Task statement: Copy out the rows below again word for word, starting with the line that contains "In the photograph above, where can the house" and going on through the last of the rows.

Location labeling records
+ + + +

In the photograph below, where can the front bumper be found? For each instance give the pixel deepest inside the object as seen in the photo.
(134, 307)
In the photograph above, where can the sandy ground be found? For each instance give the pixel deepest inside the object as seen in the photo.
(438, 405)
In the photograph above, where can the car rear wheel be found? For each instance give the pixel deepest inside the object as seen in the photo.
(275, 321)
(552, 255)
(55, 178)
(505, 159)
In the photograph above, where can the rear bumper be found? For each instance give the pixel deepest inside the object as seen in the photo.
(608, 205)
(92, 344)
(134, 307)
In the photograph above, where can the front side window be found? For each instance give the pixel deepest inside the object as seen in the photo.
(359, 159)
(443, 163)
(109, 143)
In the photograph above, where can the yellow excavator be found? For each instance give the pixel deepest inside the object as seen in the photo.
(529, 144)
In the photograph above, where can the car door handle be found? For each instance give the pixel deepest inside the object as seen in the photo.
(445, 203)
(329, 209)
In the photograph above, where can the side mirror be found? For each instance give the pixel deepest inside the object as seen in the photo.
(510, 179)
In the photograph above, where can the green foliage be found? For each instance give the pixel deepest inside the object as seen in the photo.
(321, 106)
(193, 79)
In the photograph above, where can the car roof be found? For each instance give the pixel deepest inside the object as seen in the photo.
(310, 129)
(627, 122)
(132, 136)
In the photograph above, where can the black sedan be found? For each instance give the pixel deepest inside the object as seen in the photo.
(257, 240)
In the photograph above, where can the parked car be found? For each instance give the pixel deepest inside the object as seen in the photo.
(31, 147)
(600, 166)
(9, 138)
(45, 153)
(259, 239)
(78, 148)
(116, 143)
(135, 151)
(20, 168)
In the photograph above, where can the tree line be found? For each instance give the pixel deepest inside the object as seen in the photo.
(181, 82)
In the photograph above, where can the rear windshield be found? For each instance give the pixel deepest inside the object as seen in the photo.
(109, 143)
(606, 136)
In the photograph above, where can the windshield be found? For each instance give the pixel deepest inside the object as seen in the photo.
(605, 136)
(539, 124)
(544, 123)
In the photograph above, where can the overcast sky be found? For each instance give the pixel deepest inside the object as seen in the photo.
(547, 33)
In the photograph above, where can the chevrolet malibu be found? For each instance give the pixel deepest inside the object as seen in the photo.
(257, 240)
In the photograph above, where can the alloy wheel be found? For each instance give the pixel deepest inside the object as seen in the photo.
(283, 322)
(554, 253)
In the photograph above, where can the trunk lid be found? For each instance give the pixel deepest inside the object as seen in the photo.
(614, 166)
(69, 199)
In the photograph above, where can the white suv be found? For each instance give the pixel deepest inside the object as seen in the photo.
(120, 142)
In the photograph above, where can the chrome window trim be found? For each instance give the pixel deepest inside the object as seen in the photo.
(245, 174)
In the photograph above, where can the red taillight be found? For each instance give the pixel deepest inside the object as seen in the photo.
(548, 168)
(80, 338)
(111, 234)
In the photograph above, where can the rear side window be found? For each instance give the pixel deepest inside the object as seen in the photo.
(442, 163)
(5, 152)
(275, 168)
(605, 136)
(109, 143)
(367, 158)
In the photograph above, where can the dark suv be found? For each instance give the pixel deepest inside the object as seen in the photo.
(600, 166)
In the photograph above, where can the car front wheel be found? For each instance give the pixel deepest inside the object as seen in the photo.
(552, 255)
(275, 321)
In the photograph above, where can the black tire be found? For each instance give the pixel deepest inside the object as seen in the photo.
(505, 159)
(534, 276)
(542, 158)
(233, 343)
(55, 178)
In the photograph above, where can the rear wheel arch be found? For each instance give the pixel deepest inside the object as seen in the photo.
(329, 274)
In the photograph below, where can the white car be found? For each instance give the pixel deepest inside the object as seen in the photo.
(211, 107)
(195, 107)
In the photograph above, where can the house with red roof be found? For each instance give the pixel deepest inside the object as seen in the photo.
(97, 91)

+ + + +

Task result:
In the photograph above, where can the house with red roof be found? For each instance give the pixel deepest inside the object as seen in the photo.
(97, 91)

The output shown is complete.